[begin RECORDS FOR THIS EXERCISE]

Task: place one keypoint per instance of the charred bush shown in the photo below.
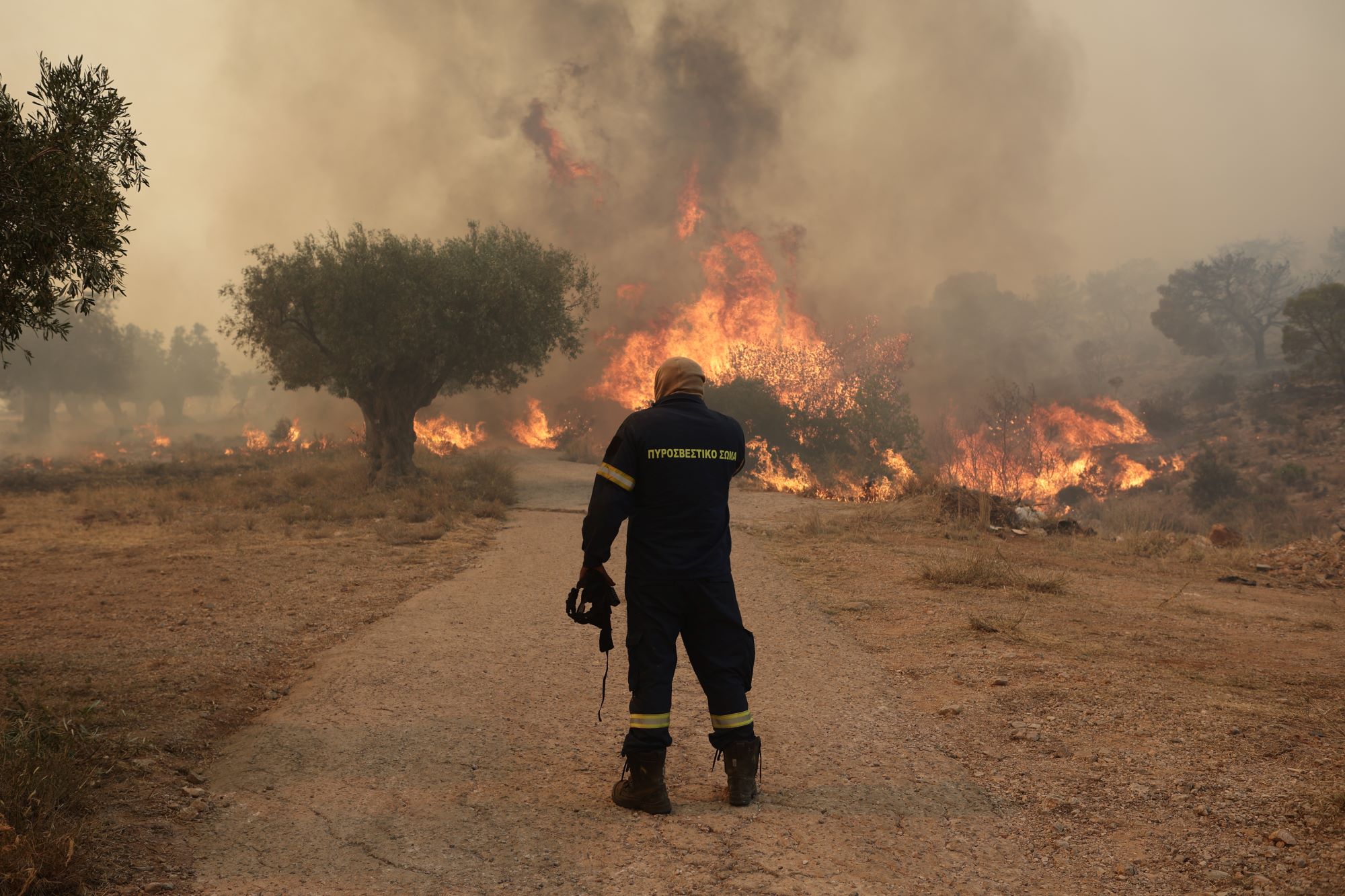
(1293, 475)
(1164, 413)
(1217, 389)
(1214, 481)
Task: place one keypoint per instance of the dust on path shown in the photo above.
(453, 748)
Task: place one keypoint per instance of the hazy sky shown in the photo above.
(907, 145)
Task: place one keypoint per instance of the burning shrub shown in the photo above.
(1213, 481)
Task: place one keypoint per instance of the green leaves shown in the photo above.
(393, 322)
(64, 169)
(1315, 330)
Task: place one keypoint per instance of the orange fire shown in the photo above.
(1054, 447)
(151, 434)
(548, 140)
(689, 212)
(740, 326)
(443, 436)
(258, 440)
(535, 431)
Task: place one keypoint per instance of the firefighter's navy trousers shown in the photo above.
(705, 612)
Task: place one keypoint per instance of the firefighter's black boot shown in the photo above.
(645, 788)
(743, 764)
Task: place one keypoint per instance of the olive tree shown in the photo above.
(392, 322)
(1233, 296)
(1315, 330)
(65, 169)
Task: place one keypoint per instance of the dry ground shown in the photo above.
(1153, 725)
(180, 600)
(1155, 728)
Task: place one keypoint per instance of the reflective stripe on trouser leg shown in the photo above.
(650, 720)
(732, 720)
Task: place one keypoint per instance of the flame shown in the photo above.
(258, 440)
(738, 327)
(548, 140)
(689, 212)
(535, 431)
(443, 436)
(1052, 448)
(151, 434)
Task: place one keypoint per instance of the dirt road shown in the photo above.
(453, 748)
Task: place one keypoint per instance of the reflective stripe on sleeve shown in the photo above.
(645, 720)
(615, 475)
(732, 720)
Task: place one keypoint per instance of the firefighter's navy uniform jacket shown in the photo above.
(668, 471)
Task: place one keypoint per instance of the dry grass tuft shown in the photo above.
(980, 571)
(48, 766)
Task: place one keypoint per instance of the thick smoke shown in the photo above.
(886, 146)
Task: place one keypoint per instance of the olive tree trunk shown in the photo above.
(389, 439)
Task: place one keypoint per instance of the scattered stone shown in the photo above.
(1222, 536)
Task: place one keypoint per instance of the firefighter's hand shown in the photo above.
(599, 571)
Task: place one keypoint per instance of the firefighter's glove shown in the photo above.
(591, 603)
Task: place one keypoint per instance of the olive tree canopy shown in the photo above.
(64, 173)
(392, 322)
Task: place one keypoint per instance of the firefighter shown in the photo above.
(668, 470)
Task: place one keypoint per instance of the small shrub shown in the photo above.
(1293, 475)
(1217, 389)
(1163, 415)
(302, 479)
(46, 768)
(1213, 481)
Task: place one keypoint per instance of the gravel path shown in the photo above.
(453, 748)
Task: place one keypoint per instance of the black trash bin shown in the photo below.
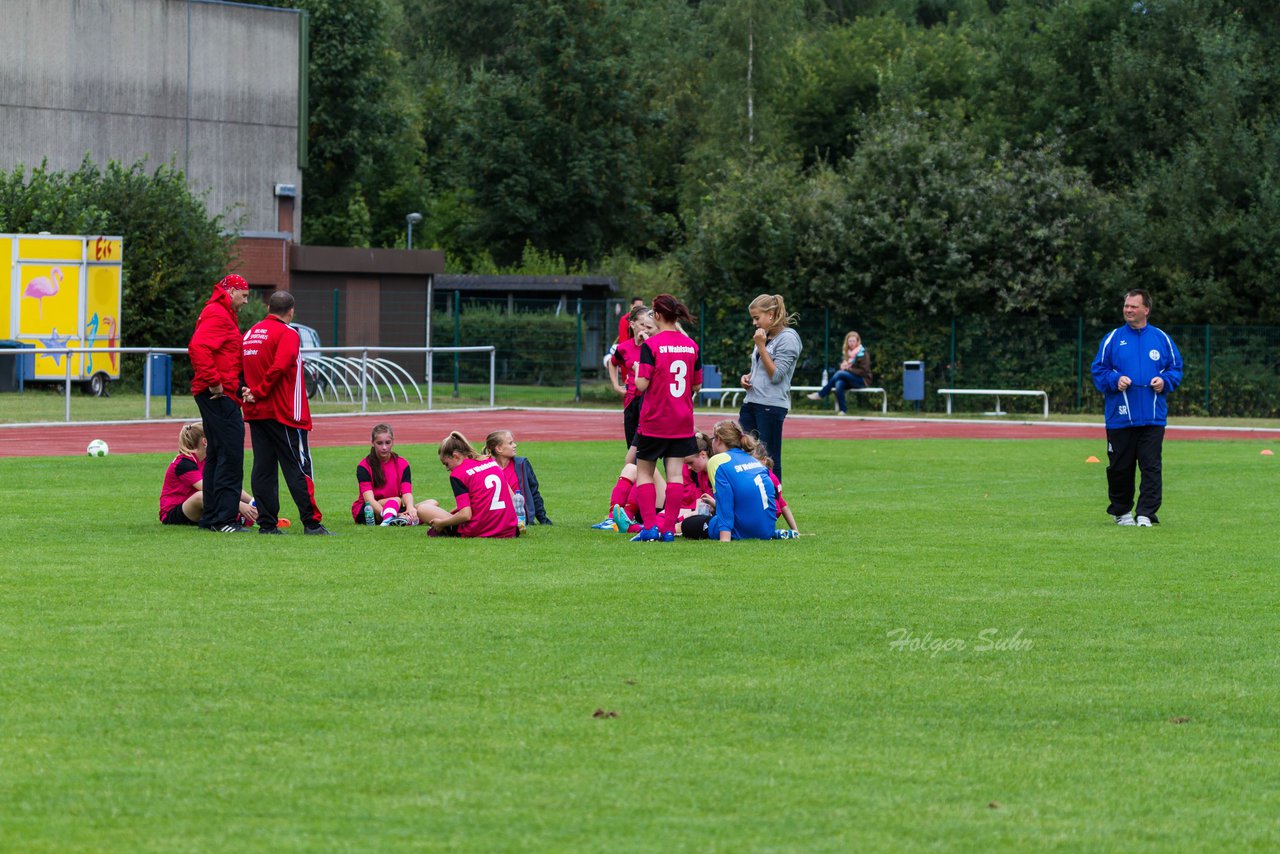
(913, 380)
(13, 364)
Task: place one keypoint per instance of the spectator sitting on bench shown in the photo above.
(855, 371)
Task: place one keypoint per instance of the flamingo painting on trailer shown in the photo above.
(44, 286)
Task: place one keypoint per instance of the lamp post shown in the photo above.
(412, 219)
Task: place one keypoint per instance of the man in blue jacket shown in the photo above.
(1136, 369)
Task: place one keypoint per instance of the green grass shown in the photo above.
(170, 689)
(41, 405)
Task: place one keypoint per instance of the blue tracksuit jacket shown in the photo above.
(1139, 355)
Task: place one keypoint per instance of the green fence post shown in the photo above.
(577, 356)
(1207, 359)
(457, 337)
(826, 341)
(1079, 361)
(952, 351)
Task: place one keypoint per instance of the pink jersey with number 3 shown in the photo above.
(481, 485)
(673, 368)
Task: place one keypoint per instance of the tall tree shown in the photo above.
(547, 138)
(365, 145)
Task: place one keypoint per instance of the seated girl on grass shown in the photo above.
(182, 496)
(501, 446)
(384, 484)
(485, 506)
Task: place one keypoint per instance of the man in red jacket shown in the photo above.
(215, 356)
(279, 418)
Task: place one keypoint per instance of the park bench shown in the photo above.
(997, 393)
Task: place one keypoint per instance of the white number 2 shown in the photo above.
(494, 482)
(677, 383)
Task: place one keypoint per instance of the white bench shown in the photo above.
(735, 394)
(997, 393)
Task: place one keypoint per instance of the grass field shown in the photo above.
(961, 653)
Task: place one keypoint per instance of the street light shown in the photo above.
(412, 219)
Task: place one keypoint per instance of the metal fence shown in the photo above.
(1229, 371)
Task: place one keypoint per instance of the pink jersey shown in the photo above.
(508, 474)
(179, 482)
(481, 485)
(673, 368)
(397, 480)
(695, 487)
(625, 356)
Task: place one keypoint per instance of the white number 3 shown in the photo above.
(494, 482)
(677, 383)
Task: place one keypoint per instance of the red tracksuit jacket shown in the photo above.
(273, 371)
(215, 347)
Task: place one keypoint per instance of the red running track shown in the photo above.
(558, 425)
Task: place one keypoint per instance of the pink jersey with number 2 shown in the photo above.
(673, 368)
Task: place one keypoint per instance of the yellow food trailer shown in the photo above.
(64, 291)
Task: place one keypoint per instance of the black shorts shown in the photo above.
(176, 517)
(653, 448)
(631, 419)
(694, 528)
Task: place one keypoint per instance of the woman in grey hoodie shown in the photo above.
(768, 384)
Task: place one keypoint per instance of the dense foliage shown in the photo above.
(174, 249)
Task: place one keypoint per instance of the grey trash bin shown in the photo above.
(913, 380)
(161, 374)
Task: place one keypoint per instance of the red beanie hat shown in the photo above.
(233, 283)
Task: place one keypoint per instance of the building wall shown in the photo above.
(210, 87)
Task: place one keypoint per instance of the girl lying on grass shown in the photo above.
(501, 447)
(384, 484)
(182, 496)
(485, 505)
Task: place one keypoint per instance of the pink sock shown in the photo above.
(647, 501)
(671, 507)
(620, 493)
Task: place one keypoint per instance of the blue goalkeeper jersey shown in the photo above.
(746, 503)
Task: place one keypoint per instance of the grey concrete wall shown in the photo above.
(209, 87)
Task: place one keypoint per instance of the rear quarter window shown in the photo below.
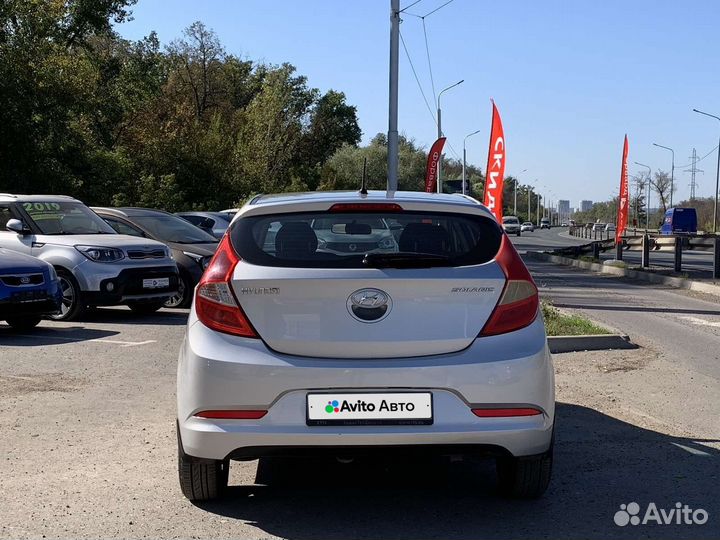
(342, 240)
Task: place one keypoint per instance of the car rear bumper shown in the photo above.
(222, 372)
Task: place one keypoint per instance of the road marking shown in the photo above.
(98, 340)
(124, 343)
(701, 322)
(693, 451)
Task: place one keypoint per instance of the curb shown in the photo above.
(602, 342)
(680, 283)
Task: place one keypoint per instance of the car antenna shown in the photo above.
(363, 186)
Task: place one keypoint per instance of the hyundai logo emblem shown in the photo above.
(369, 305)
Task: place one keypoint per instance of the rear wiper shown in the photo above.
(405, 260)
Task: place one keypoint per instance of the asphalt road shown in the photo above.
(88, 449)
(698, 264)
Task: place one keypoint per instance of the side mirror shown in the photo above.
(17, 226)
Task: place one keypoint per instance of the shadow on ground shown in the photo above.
(123, 315)
(47, 335)
(600, 463)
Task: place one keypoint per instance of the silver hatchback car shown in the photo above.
(437, 345)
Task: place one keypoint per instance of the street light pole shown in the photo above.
(647, 203)
(672, 170)
(717, 173)
(515, 204)
(439, 182)
(393, 152)
(529, 218)
(465, 156)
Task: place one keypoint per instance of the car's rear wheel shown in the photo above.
(183, 297)
(23, 323)
(146, 308)
(72, 302)
(202, 479)
(525, 477)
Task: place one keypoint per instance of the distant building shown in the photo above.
(563, 210)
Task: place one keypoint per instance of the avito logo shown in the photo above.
(335, 406)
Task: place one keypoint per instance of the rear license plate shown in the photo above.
(376, 408)
(156, 283)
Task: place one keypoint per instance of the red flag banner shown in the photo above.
(496, 167)
(623, 199)
(431, 169)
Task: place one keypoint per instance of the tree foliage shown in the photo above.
(89, 114)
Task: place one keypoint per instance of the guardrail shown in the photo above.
(645, 243)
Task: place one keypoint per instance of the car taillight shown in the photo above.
(506, 412)
(518, 305)
(231, 414)
(215, 304)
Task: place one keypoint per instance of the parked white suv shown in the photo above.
(95, 265)
(436, 346)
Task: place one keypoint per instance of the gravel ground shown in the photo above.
(87, 449)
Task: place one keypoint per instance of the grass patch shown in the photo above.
(558, 324)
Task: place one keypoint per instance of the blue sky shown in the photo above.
(570, 77)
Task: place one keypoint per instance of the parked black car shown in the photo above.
(215, 223)
(191, 247)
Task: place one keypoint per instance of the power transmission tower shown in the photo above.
(693, 170)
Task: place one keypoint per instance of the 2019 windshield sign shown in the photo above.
(65, 218)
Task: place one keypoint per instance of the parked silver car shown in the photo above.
(437, 345)
(511, 224)
(95, 266)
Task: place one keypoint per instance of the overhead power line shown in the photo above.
(429, 12)
(417, 79)
(427, 50)
(698, 160)
(411, 5)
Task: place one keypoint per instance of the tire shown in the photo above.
(23, 323)
(146, 308)
(525, 477)
(183, 298)
(202, 479)
(72, 302)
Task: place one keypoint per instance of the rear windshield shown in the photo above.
(356, 240)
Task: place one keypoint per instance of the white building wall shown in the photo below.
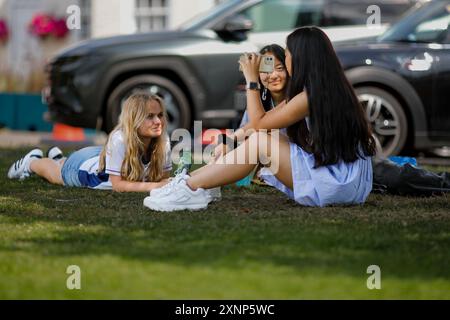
(182, 10)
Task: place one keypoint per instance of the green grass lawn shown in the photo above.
(254, 244)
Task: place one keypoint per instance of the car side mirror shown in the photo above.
(234, 28)
(238, 23)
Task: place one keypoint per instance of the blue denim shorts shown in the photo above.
(71, 166)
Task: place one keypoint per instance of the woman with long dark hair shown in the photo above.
(326, 158)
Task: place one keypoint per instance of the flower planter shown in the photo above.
(23, 112)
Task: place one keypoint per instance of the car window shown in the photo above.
(281, 15)
(434, 29)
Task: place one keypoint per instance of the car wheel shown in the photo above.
(176, 103)
(386, 115)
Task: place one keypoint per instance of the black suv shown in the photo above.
(403, 79)
(194, 68)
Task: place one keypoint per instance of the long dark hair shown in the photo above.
(338, 129)
(278, 52)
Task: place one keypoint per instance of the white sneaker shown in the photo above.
(215, 194)
(55, 153)
(21, 168)
(168, 187)
(181, 197)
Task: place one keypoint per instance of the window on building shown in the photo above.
(151, 15)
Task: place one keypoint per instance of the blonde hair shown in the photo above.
(133, 114)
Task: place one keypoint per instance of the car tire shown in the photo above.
(176, 102)
(387, 118)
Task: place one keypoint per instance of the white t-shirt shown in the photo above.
(115, 154)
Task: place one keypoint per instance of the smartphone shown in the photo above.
(267, 64)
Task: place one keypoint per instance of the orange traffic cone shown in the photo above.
(62, 132)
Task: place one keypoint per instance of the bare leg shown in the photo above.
(227, 170)
(48, 169)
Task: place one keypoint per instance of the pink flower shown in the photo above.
(4, 32)
(60, 28)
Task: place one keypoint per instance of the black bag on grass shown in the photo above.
(407, 180)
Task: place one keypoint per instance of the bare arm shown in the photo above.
(121, 185)
(282, 116)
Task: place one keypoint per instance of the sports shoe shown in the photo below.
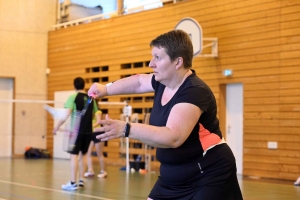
(88, 174)
(81, 184)
(69, 186)
(102, 174)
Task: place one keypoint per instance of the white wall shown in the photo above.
(24, 27)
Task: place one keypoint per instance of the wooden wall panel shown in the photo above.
(258, 39)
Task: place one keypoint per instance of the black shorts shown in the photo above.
(210, 177)
(82, 144)
(95, 140)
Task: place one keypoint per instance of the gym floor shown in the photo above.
(41, 179)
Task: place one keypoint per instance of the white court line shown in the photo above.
(53, 190)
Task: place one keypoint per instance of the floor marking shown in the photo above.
(49, 189)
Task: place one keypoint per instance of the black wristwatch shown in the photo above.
(126, 129)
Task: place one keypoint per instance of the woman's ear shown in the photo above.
(179, 62)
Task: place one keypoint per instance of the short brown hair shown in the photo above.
(177, 43)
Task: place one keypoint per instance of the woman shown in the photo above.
(196, 163)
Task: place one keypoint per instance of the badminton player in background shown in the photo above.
(196, 162)
(78, 102)
(99, 150)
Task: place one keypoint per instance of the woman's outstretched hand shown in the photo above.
(112, 129)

[end RECORDS FOR THIS EXERCISE]

:: TASK INSTRUCTIONS ::
Copy out the records above, from the line containing "Task: place one keypoint per instance of the thick" through the line containing "(1222, 536)", with both of those lines included.

:: OUTPUT OF THE EXERCISE ::
Task: place one keypoint per instance of the thick smoke shown in the photo above.
(886, 146)
Task: place one keypoint per instance of the olive tree trunk shown in the photo above.
(389, 439)
Task: place one keypoint per instance of the scattered stone shown in the photo above.
(1222, 536)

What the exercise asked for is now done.